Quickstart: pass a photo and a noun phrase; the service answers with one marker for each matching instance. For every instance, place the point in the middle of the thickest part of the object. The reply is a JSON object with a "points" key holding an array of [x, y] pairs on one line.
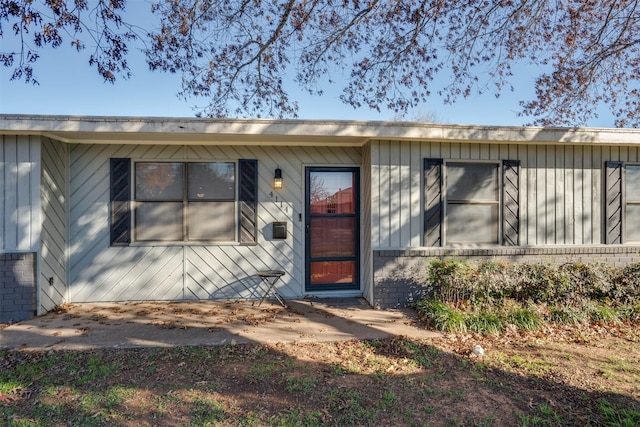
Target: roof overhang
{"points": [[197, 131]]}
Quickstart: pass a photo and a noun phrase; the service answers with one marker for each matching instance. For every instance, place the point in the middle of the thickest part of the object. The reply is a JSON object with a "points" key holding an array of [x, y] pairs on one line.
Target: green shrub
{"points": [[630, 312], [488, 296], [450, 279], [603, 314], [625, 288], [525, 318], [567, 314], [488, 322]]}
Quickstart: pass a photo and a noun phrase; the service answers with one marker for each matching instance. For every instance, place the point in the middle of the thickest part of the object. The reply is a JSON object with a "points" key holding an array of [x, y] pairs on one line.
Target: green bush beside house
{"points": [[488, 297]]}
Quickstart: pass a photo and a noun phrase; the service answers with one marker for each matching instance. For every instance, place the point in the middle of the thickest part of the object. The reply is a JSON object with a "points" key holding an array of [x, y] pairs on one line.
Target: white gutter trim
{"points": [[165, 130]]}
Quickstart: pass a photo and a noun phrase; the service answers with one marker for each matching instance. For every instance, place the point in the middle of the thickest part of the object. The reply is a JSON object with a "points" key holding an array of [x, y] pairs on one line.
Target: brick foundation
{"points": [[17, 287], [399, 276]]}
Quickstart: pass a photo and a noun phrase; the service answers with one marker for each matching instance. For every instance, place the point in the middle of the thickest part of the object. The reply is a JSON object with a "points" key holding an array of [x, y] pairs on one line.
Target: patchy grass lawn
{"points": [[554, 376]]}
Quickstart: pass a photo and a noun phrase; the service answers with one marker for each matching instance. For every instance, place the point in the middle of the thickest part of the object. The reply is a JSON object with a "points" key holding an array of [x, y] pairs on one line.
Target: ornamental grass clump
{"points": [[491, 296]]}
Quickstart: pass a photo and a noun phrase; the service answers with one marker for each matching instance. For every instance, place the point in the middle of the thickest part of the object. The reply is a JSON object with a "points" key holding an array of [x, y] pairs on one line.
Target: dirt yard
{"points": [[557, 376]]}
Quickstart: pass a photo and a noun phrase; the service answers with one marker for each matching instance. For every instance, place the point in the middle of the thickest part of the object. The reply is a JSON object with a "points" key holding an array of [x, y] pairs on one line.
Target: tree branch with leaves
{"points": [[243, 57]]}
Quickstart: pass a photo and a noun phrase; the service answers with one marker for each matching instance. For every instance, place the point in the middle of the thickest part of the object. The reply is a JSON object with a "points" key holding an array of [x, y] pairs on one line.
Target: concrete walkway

...

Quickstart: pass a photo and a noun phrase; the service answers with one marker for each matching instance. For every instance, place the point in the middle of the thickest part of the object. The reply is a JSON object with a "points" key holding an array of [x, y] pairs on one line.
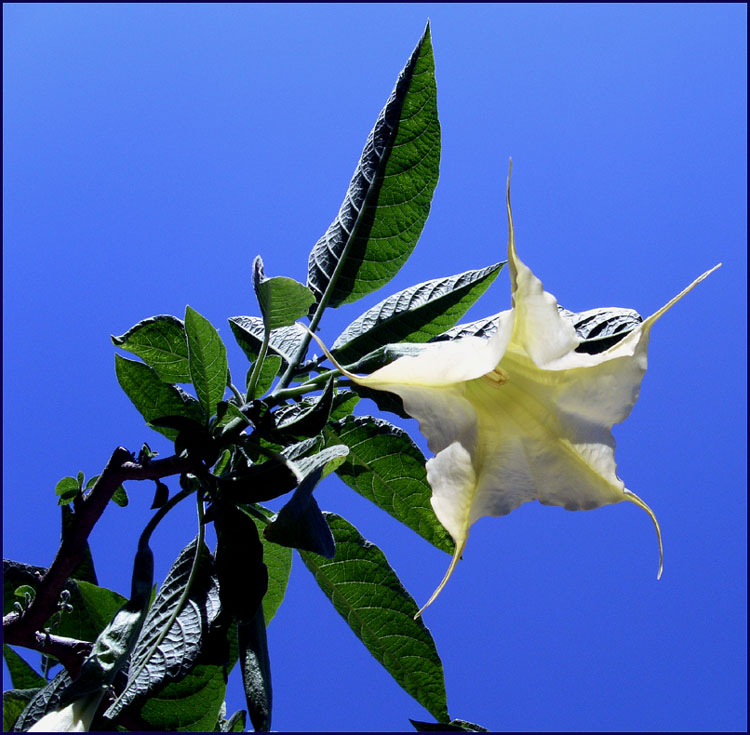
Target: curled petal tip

* * *

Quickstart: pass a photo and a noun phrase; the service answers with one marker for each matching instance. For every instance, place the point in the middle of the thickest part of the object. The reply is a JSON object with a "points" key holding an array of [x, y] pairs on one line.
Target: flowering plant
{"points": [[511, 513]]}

# WRITTEN TASK
Extract each line of the data above that contains the string "Target".

# ANSWER FOR THE TASK
Target: roof overhang
Target: green shrub
Target: green bush beside house
Target: white gutter trim
Target: brick foundation
Target: patchy grass lawn
Target: ornamental grass clump
Target: dirt yard
Target: tree branch with leaves
Target: concrete walkway
Target: curled petal tip
Target: flowering plant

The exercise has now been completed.